Set down the final stretch of the data, from the line that holds "Where can you see the mountain" through the last line, both included, with pictures left out.

(Rows from a dataset)
+ + + + +
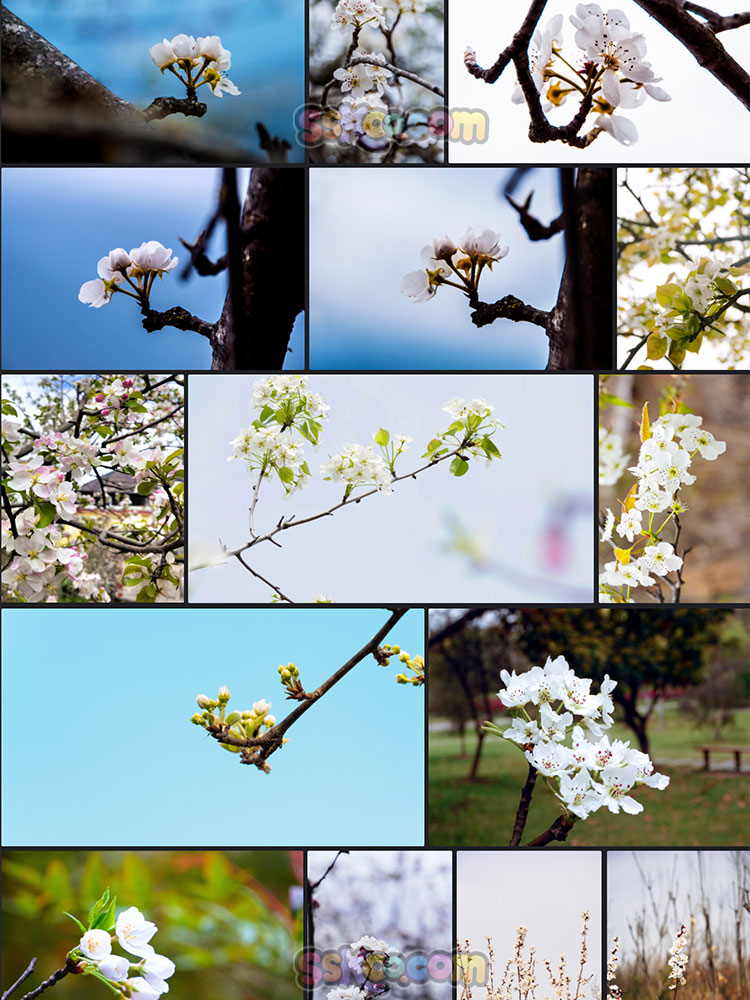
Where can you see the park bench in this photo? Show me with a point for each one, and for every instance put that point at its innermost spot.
(710, 748)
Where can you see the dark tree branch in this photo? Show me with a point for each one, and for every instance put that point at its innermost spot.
(702, 42)
(162, 107)
(558, 830)
(24, 975)
(508, 307)
(179, 318)
(523, 807)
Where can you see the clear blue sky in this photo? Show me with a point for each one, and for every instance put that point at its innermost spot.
(64, 221)
(98, 747)
(112, 42)
(367, 229)
(396, 548)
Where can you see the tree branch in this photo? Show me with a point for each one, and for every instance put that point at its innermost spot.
(508, 307)
(702, 42)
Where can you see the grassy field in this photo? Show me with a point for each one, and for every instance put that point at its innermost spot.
(698, 808)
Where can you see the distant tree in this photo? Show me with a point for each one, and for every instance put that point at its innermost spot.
(647, 653)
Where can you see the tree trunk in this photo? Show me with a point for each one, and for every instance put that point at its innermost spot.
(266, 282)
(582, 322)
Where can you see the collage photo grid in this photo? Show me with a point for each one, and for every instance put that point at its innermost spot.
(462, 291)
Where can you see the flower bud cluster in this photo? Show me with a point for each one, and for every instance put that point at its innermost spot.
(196, 62)
(560, 725)
(668, 447)
(457, 264)
(137, 269)
(147, 976)
(415, 664)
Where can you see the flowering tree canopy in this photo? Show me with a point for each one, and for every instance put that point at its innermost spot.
(93, 466)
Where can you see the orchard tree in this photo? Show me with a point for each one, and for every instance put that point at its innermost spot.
(648, 653)
(262, 302)
(578, 324)
(683, 250)
(93, 466)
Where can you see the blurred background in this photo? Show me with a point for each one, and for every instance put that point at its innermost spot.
(75, 216)
(652, 894)
(716, 526)
(367, 232)
(414, 42)
(401, 897)
(527, 884)
(112, 42)
(520, 527)
(231, 921)
(683, 681)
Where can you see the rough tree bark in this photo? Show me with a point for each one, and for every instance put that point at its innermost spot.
(268, 288)
(55, 112)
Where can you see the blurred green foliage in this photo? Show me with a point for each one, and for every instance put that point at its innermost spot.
(223, 916)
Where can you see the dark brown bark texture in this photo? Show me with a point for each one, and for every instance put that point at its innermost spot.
(268, 289)
(581, 322)
(55, 112)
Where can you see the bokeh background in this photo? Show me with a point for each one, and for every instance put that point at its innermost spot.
(231, 921)
(112, 42)
(523, 526)
(700, 105)
(401, 897)
(652, 894)
(682, 682)
(528, 885)
(358, 317)
(62, 221)
(716, 526)
(115, 691)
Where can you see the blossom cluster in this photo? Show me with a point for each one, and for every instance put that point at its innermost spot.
(146, 977)
(565, 739)
(678, 959)
(196, 62)
(43, 478)
(610, 67)
(367, 956)
(668, 447)
(137, 269)
(690, 308)
(447, 260)
(286, 405)
(239, 725)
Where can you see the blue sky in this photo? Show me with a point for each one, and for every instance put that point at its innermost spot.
(96, 733)
(71, 217)
(395, 548)
(112, 42)
(367, 229)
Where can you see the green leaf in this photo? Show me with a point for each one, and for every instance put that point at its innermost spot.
(608, 397)
(46, 512)
(656, 347)
(83, 929)
(665, 293)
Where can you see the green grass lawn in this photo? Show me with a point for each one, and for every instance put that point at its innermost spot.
(698, 808)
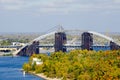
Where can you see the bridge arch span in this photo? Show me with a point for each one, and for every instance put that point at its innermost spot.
(101, 35)
(36, 39)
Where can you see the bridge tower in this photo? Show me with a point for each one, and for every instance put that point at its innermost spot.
(30, 49)
(87, 41)
(60, 40)
(114, 46)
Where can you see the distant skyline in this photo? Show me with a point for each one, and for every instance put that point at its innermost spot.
(42, 15)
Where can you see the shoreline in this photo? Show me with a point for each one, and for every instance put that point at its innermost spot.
(41, 75)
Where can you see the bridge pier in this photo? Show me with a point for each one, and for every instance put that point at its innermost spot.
(114, 46)
(87, 41)
(31, 49)
(60, 40)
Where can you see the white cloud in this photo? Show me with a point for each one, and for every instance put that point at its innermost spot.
(60, 6)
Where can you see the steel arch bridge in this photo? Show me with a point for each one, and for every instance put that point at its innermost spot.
(113, 43)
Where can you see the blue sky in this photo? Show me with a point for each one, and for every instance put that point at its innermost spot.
(42, 15)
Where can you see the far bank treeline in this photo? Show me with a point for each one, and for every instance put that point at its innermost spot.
(78, 65)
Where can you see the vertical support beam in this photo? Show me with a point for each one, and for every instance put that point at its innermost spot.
(114, 46)
(60, 40)
(87, 41)
(31, 49)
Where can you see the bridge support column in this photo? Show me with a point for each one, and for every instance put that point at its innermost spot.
(87, 41)
(31, 49)
(60, 40)
(114, 46)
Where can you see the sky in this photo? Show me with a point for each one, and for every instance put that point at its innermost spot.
(42, 15)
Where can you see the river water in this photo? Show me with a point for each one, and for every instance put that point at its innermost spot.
(10, 69)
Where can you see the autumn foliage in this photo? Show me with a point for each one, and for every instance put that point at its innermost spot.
(78, 65)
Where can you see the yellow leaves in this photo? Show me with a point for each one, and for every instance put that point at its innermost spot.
(80, 65)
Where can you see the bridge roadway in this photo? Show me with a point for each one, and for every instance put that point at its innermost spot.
(52, 46)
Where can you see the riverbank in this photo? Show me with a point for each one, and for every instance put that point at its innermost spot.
(41, 75)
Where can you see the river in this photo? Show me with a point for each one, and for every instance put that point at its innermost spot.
(10, 69)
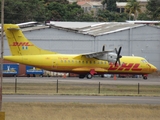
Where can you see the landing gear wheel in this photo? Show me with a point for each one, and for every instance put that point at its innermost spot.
(89, 76)
(81, 76)
(145, 77)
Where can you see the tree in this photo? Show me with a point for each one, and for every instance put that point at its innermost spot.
(153, 8)
(133, 7)
(111, 5)
(17, 11)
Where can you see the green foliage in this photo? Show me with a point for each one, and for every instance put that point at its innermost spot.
(153, 8)
(111, 5)
(143, 16)
(133, 8)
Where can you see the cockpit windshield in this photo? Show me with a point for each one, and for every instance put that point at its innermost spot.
(144, 61)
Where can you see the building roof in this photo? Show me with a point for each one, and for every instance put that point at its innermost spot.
(94, 28)
(87, 28)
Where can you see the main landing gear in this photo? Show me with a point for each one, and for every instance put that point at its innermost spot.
(88, 76)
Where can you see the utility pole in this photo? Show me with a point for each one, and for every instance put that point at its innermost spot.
(1, 68)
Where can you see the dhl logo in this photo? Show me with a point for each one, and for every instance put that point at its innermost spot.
(21, 44)
(125, 67)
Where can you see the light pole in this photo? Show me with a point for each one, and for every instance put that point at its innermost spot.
(1, 69)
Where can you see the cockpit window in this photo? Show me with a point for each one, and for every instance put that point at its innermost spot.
(144, 61)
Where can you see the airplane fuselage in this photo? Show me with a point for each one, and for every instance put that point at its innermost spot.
(83, 65)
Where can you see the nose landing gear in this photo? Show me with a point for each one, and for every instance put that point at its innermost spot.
(145, 77)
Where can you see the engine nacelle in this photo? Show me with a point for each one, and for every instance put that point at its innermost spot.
(110, 57)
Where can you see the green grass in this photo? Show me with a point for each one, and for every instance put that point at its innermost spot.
(77, 111)
(81, 89)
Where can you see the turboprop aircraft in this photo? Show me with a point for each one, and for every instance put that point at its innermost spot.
(86, 65)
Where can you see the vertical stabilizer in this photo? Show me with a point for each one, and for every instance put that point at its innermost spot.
(19, 44)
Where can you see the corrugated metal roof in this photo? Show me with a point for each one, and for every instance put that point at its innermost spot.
(96, 28)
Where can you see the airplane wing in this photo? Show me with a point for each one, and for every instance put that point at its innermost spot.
(96, 54)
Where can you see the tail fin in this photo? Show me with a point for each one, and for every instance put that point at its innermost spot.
(19, 44)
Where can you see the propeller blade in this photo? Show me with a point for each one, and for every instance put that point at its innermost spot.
(118, 56)
(103, 48)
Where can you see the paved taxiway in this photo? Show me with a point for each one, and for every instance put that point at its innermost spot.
(95, 80)
(83, 99)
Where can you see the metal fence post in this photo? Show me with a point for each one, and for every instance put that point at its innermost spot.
(57, 85)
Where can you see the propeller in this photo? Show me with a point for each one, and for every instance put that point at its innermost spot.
(103, 48)
(118, 56)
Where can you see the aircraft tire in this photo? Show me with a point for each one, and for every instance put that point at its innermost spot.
(145, 77)
(81, 76)
(89, 76)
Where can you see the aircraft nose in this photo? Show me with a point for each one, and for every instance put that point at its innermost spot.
(154, 69)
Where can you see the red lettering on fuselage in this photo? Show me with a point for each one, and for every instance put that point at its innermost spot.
(135, 67)
(21, 44)
(125, 67)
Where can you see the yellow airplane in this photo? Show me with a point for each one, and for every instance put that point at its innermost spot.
(86, 65)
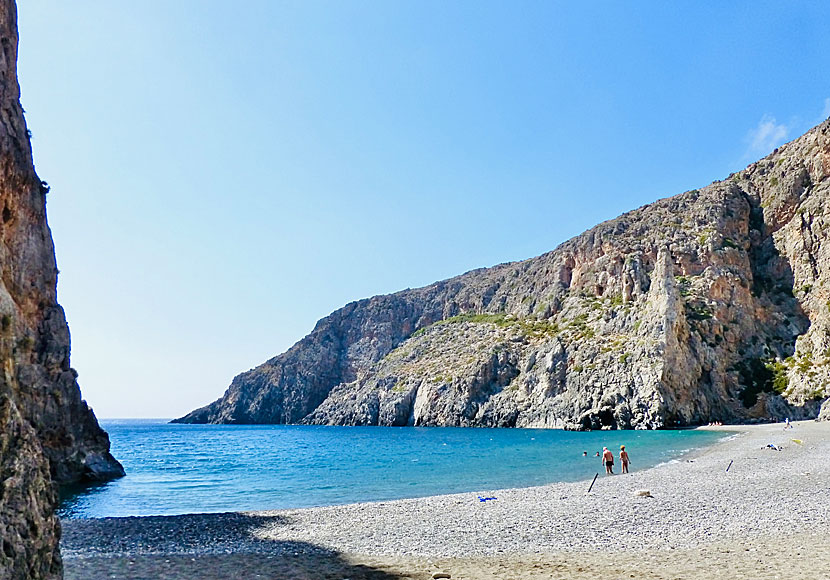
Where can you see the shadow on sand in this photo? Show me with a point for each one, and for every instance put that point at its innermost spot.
(200, 546)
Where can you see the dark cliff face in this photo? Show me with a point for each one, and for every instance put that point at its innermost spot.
(710, 305)
(47, 433)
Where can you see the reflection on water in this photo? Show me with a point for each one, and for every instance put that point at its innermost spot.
(175, 469)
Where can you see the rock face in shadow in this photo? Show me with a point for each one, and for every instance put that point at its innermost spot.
(712, 305)
(47, 433)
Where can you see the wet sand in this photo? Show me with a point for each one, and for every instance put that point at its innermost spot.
(767, 517)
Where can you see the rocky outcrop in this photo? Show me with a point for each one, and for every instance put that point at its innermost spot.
(712, 305)
(47, 433)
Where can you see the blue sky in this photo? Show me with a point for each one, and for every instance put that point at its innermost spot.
(225, 174)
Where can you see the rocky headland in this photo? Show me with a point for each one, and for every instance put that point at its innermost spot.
(48, 434)
(738, 509)
(712, 305)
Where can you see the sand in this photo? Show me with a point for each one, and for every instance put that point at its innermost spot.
(768, 516)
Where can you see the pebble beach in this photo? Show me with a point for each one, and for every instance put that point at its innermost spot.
(766, 516)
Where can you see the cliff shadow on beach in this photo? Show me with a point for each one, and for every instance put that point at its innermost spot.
(199, 546)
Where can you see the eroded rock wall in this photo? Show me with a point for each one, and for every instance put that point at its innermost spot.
(711, 305)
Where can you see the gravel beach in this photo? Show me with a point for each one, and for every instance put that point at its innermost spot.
(768, 516)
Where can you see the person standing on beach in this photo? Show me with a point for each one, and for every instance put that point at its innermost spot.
(624, 459)
(608, 461)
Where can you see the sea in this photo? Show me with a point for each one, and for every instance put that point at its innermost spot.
(176, 469)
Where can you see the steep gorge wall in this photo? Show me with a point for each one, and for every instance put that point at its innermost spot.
(47, 433)
(709, 305)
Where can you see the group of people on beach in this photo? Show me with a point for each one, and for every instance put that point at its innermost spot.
(608, 459)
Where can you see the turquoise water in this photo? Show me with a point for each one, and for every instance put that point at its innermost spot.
(175, 469)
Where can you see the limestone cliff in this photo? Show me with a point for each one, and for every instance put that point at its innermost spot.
(47, 433)
(709, 305)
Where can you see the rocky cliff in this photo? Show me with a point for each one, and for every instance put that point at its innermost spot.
(712, 305)
(47, 433)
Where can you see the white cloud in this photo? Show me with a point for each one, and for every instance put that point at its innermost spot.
(768, 135)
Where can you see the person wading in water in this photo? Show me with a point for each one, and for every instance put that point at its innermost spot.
(624, 459)
(608, 460)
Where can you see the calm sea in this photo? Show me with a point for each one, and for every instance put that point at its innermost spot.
(175, 469)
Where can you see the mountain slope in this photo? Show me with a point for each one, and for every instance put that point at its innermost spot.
(709, 305)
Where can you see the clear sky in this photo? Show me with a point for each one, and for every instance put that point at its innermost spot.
(225, 173)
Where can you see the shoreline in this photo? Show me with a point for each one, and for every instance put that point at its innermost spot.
(769, 502)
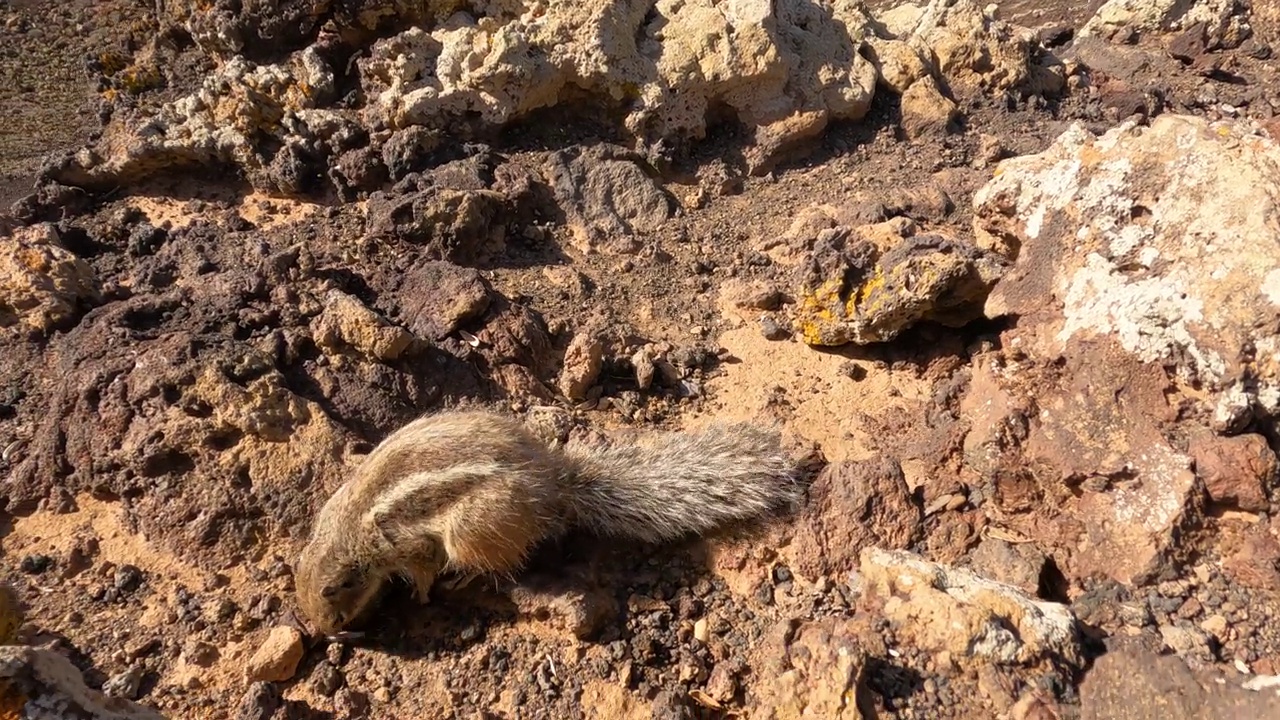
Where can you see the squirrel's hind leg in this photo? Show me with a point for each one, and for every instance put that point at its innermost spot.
(461, 580)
+ + + + +
### TASK RESPONSE
Where can you see the mountain slope in this photo? Show me with a point for each one, and for every instance put that point at its innermost spot.
(709, 305)
Where can you see the clear sky in this photo? Show me with a point for each one, and for every instance put that point at its innermost spot.
(225, 173)
Where can you see the shoreline in this photo? Show me with a point for each one, and for every instance put that point at its innermost spot.
(769, 502)
Where can you see the squirrel's hind leg in this photo? Show me with a point for each one, and for every instance put that point at its innermost spot.
(461, 580)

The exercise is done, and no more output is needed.